Top of Extracted data

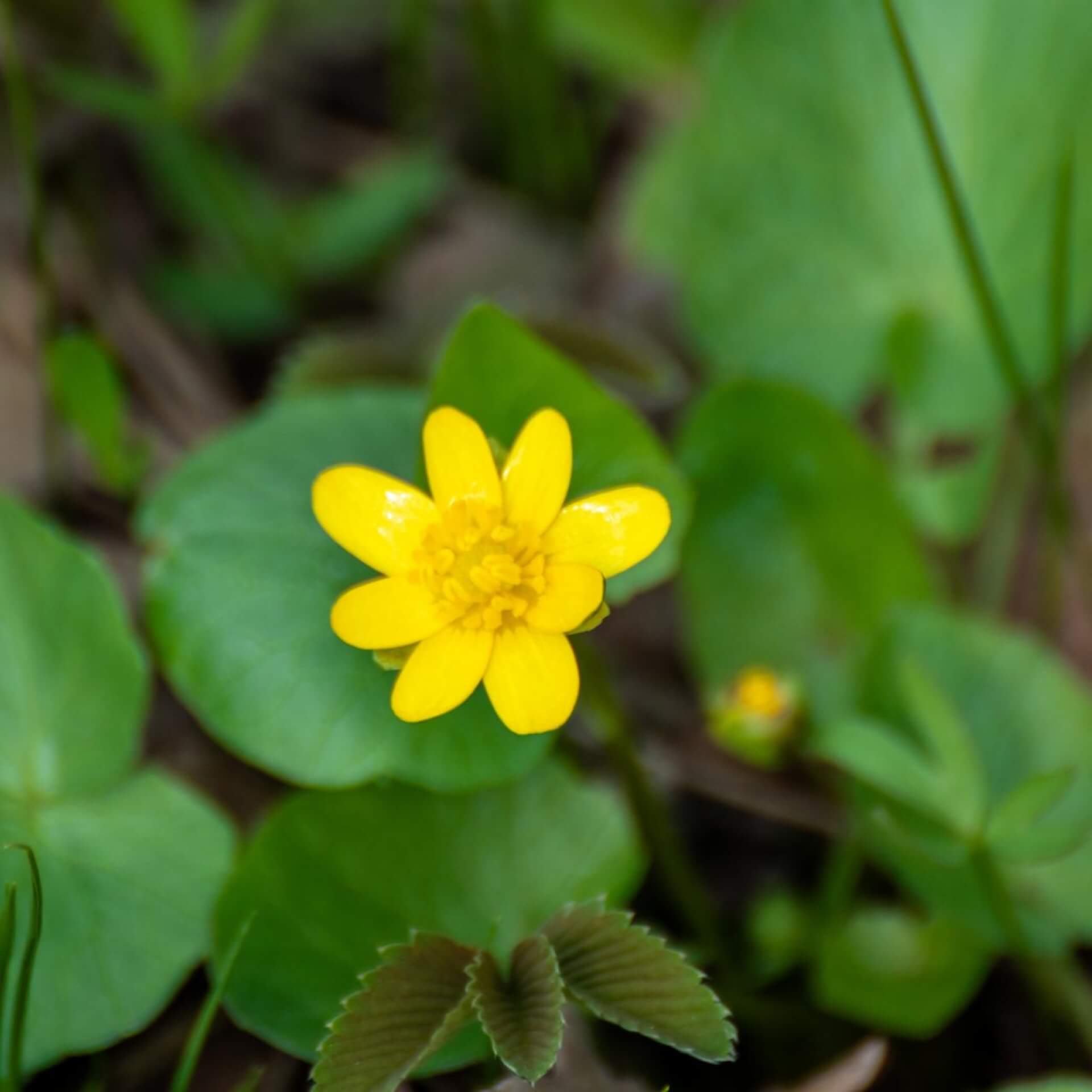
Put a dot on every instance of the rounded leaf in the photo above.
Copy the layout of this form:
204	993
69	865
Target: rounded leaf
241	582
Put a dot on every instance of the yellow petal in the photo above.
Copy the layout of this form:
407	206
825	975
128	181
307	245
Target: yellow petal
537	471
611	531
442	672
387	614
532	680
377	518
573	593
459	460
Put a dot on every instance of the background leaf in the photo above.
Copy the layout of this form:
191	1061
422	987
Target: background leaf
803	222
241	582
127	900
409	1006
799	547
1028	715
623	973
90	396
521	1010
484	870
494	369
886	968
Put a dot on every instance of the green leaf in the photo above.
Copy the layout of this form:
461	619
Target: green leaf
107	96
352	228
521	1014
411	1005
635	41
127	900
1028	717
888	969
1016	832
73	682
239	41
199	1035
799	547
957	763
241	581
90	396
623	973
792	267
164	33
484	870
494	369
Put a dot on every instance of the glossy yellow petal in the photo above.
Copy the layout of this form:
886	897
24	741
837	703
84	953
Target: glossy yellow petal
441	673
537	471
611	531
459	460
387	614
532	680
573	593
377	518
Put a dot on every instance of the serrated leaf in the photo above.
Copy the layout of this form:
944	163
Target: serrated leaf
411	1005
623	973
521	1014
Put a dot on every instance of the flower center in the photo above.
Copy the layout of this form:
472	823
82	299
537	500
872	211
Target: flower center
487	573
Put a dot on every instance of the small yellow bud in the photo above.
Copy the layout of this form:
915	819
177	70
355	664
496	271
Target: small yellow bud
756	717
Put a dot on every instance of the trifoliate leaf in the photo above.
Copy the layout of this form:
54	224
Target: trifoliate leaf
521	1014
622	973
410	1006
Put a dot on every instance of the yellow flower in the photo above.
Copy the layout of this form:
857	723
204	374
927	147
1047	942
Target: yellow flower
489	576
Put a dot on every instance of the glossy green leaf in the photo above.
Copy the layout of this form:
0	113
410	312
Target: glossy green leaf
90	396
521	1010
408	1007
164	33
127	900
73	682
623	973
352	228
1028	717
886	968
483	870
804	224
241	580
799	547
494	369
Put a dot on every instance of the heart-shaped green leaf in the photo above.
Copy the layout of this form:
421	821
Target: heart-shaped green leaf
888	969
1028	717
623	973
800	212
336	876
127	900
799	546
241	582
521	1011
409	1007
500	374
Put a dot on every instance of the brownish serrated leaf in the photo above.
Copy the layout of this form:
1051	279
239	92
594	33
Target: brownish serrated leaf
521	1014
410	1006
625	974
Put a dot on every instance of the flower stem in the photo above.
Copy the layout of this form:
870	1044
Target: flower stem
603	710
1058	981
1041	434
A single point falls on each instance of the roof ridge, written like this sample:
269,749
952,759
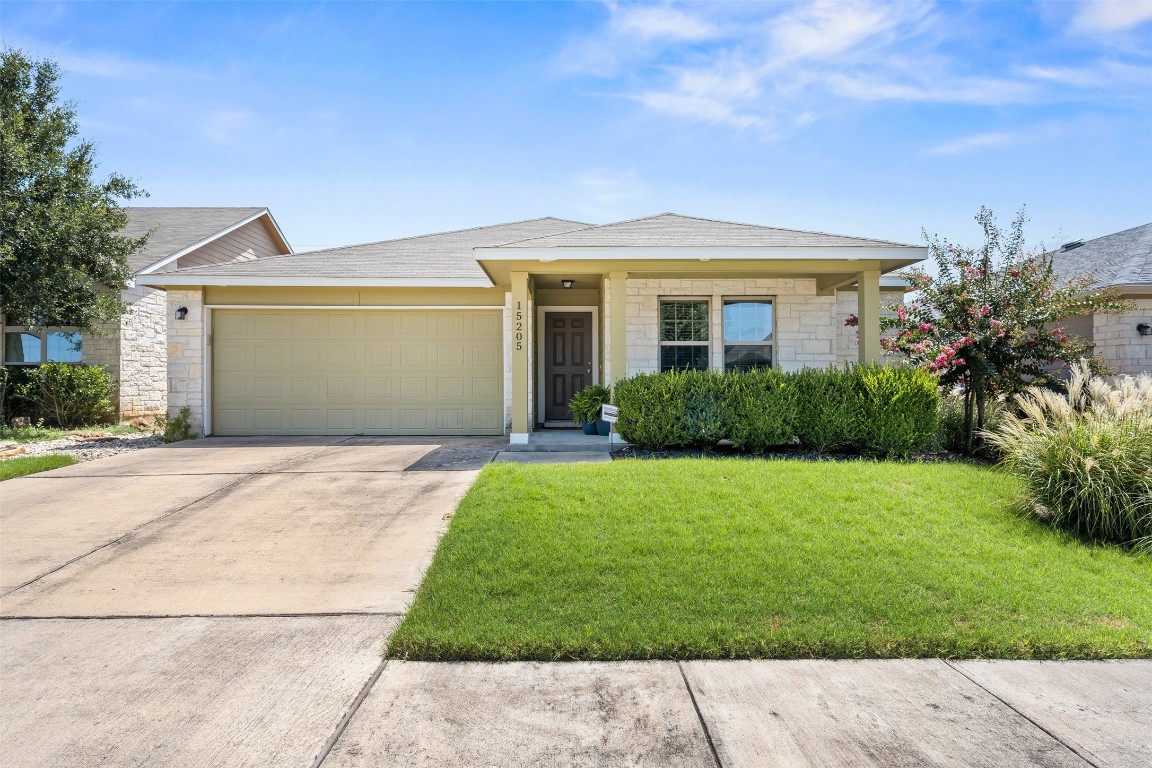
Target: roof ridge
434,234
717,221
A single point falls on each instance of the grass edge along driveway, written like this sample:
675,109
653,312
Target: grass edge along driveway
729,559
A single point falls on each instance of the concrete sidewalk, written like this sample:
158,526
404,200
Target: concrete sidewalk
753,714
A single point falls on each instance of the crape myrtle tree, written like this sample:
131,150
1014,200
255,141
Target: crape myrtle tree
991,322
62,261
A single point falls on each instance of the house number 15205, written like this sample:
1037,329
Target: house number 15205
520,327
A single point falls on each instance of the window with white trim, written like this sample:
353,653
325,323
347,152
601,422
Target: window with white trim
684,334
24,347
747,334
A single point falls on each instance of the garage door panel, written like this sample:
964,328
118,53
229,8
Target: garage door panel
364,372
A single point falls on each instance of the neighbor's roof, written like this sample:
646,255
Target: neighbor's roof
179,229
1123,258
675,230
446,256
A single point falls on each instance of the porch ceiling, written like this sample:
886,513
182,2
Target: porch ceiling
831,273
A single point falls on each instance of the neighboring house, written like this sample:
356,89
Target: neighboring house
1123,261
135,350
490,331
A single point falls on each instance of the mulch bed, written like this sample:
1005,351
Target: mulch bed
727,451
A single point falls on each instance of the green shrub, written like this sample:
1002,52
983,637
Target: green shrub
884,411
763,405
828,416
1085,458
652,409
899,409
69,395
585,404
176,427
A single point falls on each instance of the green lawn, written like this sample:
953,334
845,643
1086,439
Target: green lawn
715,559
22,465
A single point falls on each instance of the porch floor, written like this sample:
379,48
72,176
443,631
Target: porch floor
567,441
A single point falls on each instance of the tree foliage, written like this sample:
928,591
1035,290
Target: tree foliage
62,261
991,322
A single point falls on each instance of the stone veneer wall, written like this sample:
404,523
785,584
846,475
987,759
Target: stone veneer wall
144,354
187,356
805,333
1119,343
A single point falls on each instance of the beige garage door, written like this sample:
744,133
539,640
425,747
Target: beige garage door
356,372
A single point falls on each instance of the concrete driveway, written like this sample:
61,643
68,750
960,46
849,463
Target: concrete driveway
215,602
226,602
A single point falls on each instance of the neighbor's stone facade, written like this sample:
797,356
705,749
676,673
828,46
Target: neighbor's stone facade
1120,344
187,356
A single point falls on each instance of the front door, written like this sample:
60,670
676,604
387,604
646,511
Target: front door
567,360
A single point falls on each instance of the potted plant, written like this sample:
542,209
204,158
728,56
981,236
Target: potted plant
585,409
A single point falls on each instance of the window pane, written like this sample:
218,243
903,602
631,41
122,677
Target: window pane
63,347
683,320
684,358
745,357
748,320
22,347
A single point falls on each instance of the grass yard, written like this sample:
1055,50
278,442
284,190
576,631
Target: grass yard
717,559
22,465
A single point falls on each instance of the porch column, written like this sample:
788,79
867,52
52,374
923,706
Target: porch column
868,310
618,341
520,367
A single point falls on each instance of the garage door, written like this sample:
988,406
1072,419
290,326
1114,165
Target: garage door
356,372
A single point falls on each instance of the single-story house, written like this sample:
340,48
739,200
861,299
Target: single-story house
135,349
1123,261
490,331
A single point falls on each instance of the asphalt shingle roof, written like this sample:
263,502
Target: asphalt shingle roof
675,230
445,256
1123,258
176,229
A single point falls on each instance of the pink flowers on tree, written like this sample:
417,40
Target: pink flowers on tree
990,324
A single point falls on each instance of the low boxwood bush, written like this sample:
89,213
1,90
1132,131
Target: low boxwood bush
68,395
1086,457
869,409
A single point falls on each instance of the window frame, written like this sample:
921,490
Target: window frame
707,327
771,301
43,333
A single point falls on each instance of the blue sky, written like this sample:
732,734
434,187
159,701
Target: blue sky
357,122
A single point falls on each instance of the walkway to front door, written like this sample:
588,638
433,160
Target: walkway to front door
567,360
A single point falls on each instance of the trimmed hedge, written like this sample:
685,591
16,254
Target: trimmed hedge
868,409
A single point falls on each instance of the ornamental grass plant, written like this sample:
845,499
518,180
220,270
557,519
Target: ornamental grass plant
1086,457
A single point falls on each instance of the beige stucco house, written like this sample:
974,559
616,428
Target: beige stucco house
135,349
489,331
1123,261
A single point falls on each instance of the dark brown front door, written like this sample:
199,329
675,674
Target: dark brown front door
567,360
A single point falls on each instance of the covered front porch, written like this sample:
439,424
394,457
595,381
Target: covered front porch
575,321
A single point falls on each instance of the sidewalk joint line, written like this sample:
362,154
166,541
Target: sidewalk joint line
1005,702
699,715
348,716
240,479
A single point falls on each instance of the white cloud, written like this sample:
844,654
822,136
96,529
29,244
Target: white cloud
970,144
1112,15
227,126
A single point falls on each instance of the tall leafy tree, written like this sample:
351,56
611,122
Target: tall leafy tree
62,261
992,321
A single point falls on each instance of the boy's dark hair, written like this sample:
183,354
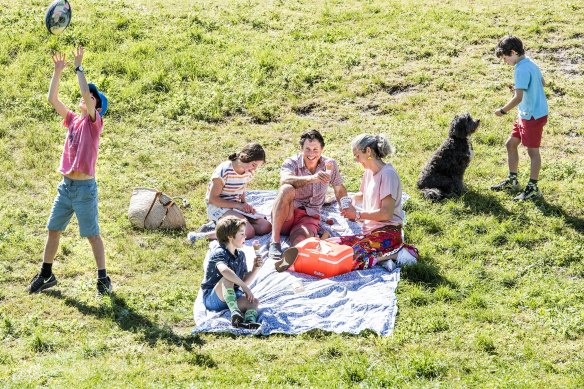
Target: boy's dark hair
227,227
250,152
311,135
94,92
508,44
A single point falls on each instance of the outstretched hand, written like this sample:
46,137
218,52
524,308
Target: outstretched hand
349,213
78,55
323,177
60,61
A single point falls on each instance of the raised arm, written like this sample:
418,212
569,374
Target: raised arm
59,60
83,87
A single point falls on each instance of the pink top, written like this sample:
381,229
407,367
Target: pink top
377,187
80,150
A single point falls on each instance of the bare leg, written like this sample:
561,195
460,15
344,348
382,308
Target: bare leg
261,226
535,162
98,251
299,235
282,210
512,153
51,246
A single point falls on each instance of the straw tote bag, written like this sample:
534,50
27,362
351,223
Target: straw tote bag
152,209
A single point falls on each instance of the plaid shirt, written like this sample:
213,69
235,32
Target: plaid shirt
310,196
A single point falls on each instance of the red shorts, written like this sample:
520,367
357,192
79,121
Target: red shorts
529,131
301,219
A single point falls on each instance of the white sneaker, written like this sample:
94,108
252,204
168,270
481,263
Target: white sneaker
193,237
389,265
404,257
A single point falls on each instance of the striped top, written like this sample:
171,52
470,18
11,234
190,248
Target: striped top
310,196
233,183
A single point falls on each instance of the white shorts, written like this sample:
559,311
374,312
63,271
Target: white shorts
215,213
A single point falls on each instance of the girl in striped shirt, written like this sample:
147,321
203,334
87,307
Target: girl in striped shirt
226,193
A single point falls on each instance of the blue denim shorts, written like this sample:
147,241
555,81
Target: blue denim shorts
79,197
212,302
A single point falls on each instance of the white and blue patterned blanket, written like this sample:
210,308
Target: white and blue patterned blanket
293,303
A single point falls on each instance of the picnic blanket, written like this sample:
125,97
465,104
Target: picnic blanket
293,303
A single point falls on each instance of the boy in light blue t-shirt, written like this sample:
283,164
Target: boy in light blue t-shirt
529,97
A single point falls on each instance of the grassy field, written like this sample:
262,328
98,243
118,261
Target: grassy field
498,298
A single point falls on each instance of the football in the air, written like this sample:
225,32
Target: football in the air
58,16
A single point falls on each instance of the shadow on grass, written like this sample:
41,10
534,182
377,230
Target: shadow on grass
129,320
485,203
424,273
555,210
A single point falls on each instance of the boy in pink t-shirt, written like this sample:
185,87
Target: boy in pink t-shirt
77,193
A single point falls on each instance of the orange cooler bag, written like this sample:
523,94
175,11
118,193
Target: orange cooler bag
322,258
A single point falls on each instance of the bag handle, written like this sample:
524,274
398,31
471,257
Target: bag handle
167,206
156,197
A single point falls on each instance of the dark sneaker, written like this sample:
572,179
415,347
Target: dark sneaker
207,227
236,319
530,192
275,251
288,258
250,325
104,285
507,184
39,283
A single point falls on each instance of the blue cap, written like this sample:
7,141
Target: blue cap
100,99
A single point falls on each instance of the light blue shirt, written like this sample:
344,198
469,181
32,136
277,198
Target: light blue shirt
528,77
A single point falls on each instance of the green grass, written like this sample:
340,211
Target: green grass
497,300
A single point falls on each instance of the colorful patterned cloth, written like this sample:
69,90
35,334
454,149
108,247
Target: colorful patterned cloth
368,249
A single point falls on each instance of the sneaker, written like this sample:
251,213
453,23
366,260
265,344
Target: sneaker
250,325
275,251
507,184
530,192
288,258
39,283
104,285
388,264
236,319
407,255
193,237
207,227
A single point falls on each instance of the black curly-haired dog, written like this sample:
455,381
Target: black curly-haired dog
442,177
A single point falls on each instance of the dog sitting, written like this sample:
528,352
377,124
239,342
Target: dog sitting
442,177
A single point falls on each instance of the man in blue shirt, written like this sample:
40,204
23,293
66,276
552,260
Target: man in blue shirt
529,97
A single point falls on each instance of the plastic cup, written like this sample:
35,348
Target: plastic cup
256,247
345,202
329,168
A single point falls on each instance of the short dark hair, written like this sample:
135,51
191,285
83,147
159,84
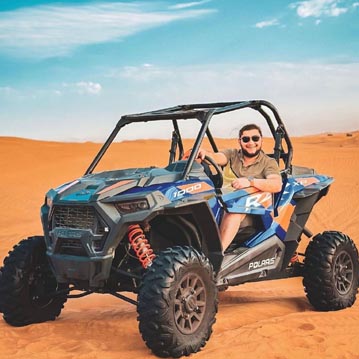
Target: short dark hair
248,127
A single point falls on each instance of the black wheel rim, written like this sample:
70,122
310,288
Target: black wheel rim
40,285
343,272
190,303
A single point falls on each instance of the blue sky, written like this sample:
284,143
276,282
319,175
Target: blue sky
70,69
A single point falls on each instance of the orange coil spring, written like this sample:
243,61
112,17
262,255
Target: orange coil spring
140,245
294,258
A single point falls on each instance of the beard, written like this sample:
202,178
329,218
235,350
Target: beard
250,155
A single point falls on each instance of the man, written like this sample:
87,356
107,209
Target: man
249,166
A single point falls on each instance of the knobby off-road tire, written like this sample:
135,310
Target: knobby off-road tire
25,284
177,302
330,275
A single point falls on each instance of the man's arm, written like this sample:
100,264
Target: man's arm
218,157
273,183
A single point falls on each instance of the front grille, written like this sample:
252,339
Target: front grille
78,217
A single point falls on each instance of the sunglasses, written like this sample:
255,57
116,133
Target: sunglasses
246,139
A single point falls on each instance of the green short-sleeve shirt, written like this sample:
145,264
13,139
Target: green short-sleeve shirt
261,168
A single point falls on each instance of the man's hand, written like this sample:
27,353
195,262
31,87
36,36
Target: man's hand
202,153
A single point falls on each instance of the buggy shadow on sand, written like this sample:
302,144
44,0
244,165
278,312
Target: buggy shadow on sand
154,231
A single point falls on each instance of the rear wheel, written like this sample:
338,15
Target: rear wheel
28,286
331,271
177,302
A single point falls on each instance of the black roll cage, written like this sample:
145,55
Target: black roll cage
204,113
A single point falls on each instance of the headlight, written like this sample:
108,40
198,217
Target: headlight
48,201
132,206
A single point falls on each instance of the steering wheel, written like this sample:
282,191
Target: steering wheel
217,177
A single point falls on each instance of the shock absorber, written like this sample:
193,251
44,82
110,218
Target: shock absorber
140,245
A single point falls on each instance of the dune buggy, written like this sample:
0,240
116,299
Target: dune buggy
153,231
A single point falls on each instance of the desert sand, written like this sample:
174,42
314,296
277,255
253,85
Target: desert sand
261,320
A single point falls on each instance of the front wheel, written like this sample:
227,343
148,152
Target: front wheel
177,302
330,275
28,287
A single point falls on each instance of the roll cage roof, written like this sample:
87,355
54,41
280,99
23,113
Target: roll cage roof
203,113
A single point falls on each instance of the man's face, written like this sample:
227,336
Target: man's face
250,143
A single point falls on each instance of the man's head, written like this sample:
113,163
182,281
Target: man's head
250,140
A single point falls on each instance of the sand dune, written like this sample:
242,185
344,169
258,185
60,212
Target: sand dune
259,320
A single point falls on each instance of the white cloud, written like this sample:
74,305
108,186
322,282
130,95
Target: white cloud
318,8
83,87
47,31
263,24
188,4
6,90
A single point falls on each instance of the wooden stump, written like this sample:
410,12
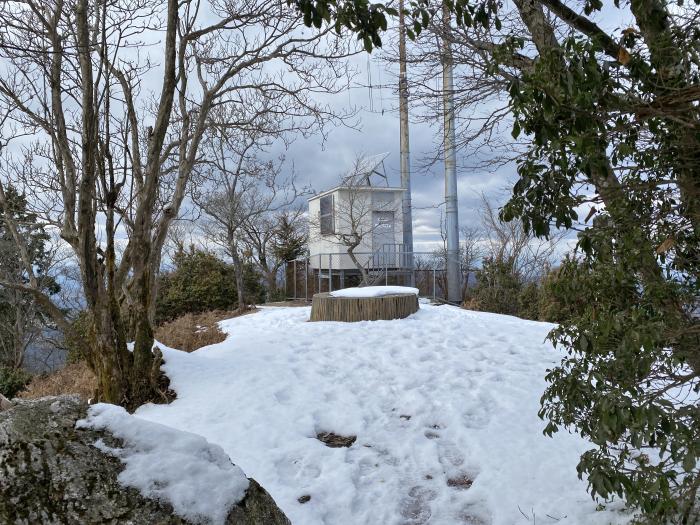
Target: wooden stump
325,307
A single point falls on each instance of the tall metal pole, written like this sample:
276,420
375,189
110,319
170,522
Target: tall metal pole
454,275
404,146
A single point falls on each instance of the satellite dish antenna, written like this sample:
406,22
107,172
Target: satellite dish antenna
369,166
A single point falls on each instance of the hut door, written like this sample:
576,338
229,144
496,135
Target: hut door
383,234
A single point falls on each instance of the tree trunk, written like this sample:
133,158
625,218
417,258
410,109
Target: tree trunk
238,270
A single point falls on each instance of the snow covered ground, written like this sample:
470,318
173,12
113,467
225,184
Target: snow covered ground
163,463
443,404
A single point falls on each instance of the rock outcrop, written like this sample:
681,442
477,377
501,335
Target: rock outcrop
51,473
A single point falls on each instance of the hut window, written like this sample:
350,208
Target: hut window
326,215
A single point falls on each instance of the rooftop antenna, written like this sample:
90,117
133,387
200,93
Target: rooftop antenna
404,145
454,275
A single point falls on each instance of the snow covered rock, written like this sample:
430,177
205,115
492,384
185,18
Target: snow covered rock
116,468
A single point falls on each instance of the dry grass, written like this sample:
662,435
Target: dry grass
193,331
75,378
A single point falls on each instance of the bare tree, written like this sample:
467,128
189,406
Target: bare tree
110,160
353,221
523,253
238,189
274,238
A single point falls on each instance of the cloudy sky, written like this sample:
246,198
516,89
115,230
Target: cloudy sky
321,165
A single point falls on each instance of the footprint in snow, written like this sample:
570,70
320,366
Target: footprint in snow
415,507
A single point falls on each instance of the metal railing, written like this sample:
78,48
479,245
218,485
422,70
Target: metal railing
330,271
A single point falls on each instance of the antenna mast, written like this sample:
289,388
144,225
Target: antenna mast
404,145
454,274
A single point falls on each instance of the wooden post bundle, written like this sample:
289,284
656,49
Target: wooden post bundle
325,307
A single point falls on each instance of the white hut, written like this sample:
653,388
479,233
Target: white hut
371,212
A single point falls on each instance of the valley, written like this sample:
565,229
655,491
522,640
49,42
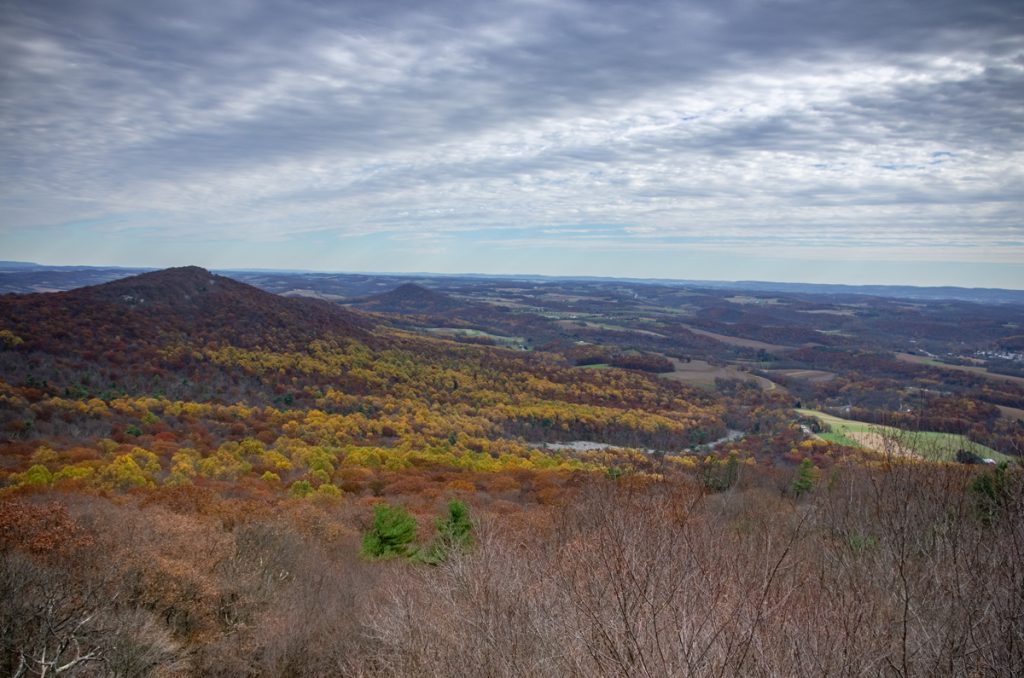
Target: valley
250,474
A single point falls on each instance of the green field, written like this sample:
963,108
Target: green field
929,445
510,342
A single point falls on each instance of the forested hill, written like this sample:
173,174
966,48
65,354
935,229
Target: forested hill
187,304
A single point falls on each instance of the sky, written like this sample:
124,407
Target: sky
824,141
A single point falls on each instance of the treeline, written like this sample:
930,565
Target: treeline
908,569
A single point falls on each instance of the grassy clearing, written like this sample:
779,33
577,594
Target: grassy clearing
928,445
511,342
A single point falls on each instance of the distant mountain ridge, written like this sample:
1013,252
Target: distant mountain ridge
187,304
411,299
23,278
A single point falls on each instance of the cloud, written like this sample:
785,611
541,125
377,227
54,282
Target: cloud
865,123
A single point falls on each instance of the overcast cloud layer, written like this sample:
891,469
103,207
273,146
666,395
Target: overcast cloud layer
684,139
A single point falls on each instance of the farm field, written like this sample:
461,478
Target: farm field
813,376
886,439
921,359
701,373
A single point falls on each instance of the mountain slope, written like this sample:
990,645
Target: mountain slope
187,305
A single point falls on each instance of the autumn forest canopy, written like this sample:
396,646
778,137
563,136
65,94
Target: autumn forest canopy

Bottom of Extracted data

_What needs to be done_
Copy, exactly and only, the lines above that begin with the one containing "Target: black wheel rim" and finish with the one containing "A single point falls on each instance of the knobby".

_Answer space_
Target: black wheel rim
40,285
343,272
190,303
A single point falls on each instance of the blue sky, written like this sample:
284,143
276,282
319,175
Target: blue sky
70,69
A single point falls on each instance of the orange coil spring, written like this sample:
243,61
112,17
262,255
Target: orange coil spring
140,245
294,258
A single point falls on each instance of the beard, written like this sample:
202,178
329,218
235,350
Target: beard
250,155
A single point falls on each instance of the man, written like this sample:
87,356
107,209
Target: man
249,166
A single point falls on each instance of the knobby off-road tire, written like this sample:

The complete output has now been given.